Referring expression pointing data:
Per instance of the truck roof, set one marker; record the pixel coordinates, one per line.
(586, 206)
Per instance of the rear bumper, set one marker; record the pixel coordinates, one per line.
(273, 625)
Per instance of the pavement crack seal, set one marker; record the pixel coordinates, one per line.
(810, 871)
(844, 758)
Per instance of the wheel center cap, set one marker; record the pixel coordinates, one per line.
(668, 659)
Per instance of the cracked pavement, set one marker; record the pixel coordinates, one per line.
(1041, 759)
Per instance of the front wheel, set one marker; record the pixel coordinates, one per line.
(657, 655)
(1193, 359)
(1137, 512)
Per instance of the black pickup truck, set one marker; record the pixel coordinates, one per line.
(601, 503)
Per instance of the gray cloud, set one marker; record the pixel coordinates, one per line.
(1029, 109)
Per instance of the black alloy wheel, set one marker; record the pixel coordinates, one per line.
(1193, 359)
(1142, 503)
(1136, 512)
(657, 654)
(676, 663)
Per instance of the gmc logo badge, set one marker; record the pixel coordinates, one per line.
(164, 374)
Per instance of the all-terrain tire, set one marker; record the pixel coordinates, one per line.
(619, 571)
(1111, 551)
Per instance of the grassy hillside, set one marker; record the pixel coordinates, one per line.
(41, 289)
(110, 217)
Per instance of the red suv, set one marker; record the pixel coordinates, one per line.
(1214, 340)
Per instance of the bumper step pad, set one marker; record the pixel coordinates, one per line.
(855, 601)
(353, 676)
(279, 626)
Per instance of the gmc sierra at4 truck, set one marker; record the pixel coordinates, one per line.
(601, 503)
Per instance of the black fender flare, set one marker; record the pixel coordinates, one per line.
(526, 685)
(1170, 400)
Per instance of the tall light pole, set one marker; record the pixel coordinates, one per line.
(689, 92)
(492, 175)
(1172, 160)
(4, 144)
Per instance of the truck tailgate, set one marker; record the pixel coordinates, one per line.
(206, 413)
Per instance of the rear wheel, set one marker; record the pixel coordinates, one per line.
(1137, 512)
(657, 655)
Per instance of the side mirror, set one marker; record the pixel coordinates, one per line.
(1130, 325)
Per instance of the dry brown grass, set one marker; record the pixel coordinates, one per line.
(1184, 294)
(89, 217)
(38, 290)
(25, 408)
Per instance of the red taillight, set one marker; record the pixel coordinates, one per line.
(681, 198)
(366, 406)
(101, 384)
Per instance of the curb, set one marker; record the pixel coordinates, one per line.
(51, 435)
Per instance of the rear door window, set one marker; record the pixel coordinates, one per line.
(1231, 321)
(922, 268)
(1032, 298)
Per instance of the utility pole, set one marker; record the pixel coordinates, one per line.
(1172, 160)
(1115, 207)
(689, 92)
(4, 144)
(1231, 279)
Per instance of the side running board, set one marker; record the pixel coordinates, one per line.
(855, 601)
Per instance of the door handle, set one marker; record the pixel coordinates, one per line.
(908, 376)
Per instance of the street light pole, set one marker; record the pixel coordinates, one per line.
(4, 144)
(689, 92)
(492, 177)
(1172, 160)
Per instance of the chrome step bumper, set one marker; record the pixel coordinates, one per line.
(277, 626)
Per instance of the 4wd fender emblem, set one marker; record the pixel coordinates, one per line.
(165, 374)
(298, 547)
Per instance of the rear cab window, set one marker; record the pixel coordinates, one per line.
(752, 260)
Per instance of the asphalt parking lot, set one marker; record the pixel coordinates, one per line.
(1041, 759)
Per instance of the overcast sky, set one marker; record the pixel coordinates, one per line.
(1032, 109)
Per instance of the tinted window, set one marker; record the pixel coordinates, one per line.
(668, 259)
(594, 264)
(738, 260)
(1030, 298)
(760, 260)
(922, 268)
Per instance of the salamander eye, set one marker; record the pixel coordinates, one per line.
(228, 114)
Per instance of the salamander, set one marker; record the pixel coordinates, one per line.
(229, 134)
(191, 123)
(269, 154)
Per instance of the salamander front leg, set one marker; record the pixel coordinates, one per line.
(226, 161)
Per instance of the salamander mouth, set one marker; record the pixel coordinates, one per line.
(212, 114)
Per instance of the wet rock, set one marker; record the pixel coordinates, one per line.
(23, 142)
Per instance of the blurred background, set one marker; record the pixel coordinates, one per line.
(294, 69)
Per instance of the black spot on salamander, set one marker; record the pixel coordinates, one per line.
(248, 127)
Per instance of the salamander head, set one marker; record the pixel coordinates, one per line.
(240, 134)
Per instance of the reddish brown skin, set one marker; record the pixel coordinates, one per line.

Directions for this task:
Could you copy out every record above exactly as it appears?

Exercise result:
Per instance of the truck roof, set one marker; record the pixel coordinates, one per line.
(586, 206)
Per instance of the rear bumper, set one marker; record the pixel coordinates, one per line.
(273, 625)
Per instance of the pavement crack seal, set one marker; record the pixel coordinates, one per line.
(810, 871)
(844, 758)
Per instance of the wheel center cap, set one marker; record the pixel coordinates, one per line.
(668, 659)
Per instance of the cracked pavement, set one marker; record the pixel coordinates, one per line.
(1041, 759)
Per instance of the front wheel, set one marker; record the pixel coordinates, one per line.
(657, 655)
(1193, 359)
(1137, 512)
Per instance of the black pickup truck, set one marker; record the pixel coordinates, one per line.
(601, 503)
Per instance of the gray cloud, set one marker; record the pixel coordinates, one per line.
(1029, 109)
Per instance of the black alloy wheel, set one marker; record the pixel coordinates, one per line.
(1193, 359)
(1142, 503)
(1136, 512)
(657, 654)
(676, 663)
Per instance of the gmc logo badge, set one marker; record the pixel coordinates, one per line.
(164, 374)
Per instance of the all-terrain tire, set one marker; record the pixel coordinates, one per line.
(619, 571)
(1111, 551)
Per instance of the grassy hillside, set one marker; record the pixel coordinates, one per line.
(41, 289)
(110, 217)
Per instance of the red suv, set one marker; record the pixel coordinates, one per line.
(1214, 340)
Per instance of the bumper step pad, set one marker; record the pixel coordinates, one per line.
(855, 601)
(353, 676)
(279, 626)
Per instance of the gmc sierra at4 truck, set one marker; record the pixel coordinates, one per line.
(601, 503)
Per instance of the black fender flare, set one marker; record the pixel coordinates, one per line.
(526, 685)
(1170, 400)
Per instance of the tall light pole, set one marker; record the pixel coordinates, one per line.
(689, 92)
(492, 175)
(1172, 160)
(4, 144)
Per instance of the truck tailgate, set one marker; record the pixel coordinates, one per line.
(206, 413)
Per instance of the rear wheel, set one marker; record the pixel coordinates, one per line.
(1137, 512)
(657, 655)
Per instance of the side mirror, set one marker; record the pixel coordinates, one per line.
(1130, 325)
Per instance of the dry brown grass, set one marker; record the pixel coordinates, one per line.
(1184, 294)
(89, 217)
(38, 290)
(25, 408)
Per instance of the red taillight, set one marker; record the pixel coordinates, one per line.
(681, 198)
(366, 406)
(101, 384)
Per instance of the curb, set one marker; record the pixel coordinates, one per line.
(51, 435)
Per instance of the rear door window, set one marker; record the pixel coordinates, one per line.
(1231, 321)
(922, 268)
(1032, 298)
Per instance of the utility pole, set one marker; record the pixel coordinates, one per line.
(1172, 160)
(1115, 207)
(689, 92)
(4, 144)
(1231, 279)
Per instance of the side running board, set one marker; record the pixel coordinates, one per line.
(855, 601)
Per instance of the door handle, set one marker; record the pixel coordinates, one per line.
(908, 376)
Per instance of the street light pole, set one marker; record the pixel coordinates, one per line.
(4, 144)
(689, 92)
(492, 177)
(1172, 160)
Per instance of the chrome step bumper, set one marker; record the pixel coordinates, one per line.
(277, 626)
Per instance of the 4wd fender emblem, set one marker; record the pixel coordinates, one per line.
(165, 374)
(298, 547)
Per instance of the rear cab window, set one marker; record the pixel coordinates, one per line.
(752, 260)
Per instance of the asphalt parking lot, set one marker; record the pixel coordinates, one per line.
(1041, 759)
Per instance of the overcast sky, set one marker; record the pixel coordinates, one per line.
(1032, 109)
Per instance of the tinted window, set one marker; record the pixel coordinates, one per line.
(668, 259)
(594, 264)
(738, 260)
(1030, 298)
(760, 260)
(922, 268)
Per instance of the salamander eye, set one marker; record the pixel coordinates, one per line.
(228, 114)
Per instance of the salamander, set one marker; record the pixel coordinates, one per line.
(229, 134)
(191, 123)
(269, 154)
Per instance of the salamander front leg, set one marker; record the pixel coordinates, one per line.
(226, 161)
Per instance of the salamander mouth, set one marker; record the pixel coordinates, one per line.
(212, 114)
Per instance of the wet rock, set one marker; record the pixel coordinates, one per line.
(23, 142)
Per instance of the blurred background, set one marker; record the pixel coordinates, one per line.
(294, 69)
Per instance of the black spot on salamander, set one marker; record the pixel coordinates, one per line.
(248, 127)
Per instance of the salamander head, set one marker; record the pixel coordinates, one per line.
(240, 134)
Per instance of the reddish brown skin, set one marker; record the pixel coordinates, one per line.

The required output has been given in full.